◆ **Objective**: Recast all of the records as a two-column CSV with the columns request and answer, one row per request. Put each request's text and its answer in a single quoted field each, replacing line breaks with spaces.

[Position annotation records]
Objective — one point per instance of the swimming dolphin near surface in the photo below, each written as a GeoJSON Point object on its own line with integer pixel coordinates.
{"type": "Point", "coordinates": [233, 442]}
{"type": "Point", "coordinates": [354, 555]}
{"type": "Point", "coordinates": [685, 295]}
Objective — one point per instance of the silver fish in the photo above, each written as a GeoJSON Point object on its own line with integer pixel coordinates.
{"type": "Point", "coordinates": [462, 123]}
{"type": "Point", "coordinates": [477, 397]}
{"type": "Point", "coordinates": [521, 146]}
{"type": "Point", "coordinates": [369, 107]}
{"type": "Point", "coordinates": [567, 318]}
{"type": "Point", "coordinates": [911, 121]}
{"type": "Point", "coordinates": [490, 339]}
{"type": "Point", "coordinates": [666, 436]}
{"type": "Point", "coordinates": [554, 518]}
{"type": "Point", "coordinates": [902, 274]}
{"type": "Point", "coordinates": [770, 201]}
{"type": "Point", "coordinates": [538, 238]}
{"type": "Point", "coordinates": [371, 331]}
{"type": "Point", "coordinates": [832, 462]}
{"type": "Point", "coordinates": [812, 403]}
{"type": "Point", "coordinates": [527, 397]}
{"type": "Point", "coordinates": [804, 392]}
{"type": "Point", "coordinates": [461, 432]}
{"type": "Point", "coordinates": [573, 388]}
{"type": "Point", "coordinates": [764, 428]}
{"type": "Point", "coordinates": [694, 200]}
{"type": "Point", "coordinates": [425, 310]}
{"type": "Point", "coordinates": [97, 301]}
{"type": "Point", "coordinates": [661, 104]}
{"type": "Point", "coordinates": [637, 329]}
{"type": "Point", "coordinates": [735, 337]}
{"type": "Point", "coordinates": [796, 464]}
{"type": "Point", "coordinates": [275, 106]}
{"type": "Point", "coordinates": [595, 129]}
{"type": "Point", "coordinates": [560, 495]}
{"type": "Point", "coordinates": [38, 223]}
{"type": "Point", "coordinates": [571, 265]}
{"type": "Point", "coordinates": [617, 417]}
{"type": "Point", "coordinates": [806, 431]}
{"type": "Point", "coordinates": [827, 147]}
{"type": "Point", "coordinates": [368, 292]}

◆ **Response below**:
request,answer
"Objective — one point per instance of the swimming dolphin near surface in the photo below, each written as a GeoJSON Point object on its own line with integer pixel coordinates.","{""type"": ""Point"", ""coordinates"": [233, 442]} {""type"": ""Point"", ""coordinates"": [354, 555]} {""type"": ""Point"", ""coordinates"": [685, 295]}"
"Objective — one point per instance of the silver fish in the photo above, each written as a GeoJSON Point object on its own line with integer pixel coordinates.","{""type"": ""Point"", ""coordinates"": [462, 123]} {""type"": ""Point"", ""coordinates"": [477, 397]} {""type"": ""Point"", ""coordinates"": [521, 146]} {""type"": ""Point"", ""coordinates"": [369, 107]} {""type"": ""Point"", ""coordinates"": [567, 318]} {""type"": ""Point"", ""coordinates"": [911, 121]} {""type"": ""Point"", ""coordinates"": [490, 339]} {""type"": ""Point"", ""coordinates"": [666, 436]} {""type"": ""Point"", ""coordinates"": [554, 518]} {""type"": ""Point"", ""coordinates"": [902, 274]} {""type"": ""Point"", ""coordinates"": [770, 201]} {""type"": ""Point"", ""coordinates"": [538, 238]} {""type"": ""Point"", ""coordinates"": [371, 331]} {""type"": ""Point"", ""coordinates"": [832, 462]} {""type"": ""Point"", ""coordinates"": [812, 403]} {""type"": ""Point"", ""coordinates"": [527, 397]} {""type"": ""Point"", ""coordinates"": [804, 392]} {""type"": ""Point"", ""coordinates"": [461, 432]} {""type"": ""Point"", ""coordinates"": [573, 388]} {""type"": ""Point"", ""coordinates"": [764, 428]} {""type"": ""Point"", ""coordinates"": [694, 200]} {""type"": ""Point"", ""coordinates"": [425, 310]} {""type"": ""Point"", ""coordinates"": [97, 301]} {""type"": ""Point"", ""coordinates"": [661, 104]} {""type"": ""Point"", ""coordinates"": [637, 329]} {""type"": ""Point"", ""coordinates"": [735, 337]} {""type"": ""Point"", ""coordinates"": [796, 464]} {""type"": ""Point"", ""coordinates"": [275, 106]} {""type"": ""Point"", ""coordinates"": [595, 129]} {""type"": ""Point"", ""coordinates"": [560, 495]} {""type"": ""Point"", ""coordinates"": [38, 223]} {""type"": ""Point"", ""coordinates"": [571, 265]} {""type"": ""Point"", ""coordinates"": [617, 417]} {""type"": ""Point"", ""coordinates"": [806, 431]} {""type"": ""Point"", ""coordinates"": [827, 147]} {""type"": ""Point"", ""coordinates"": [368, 292]}"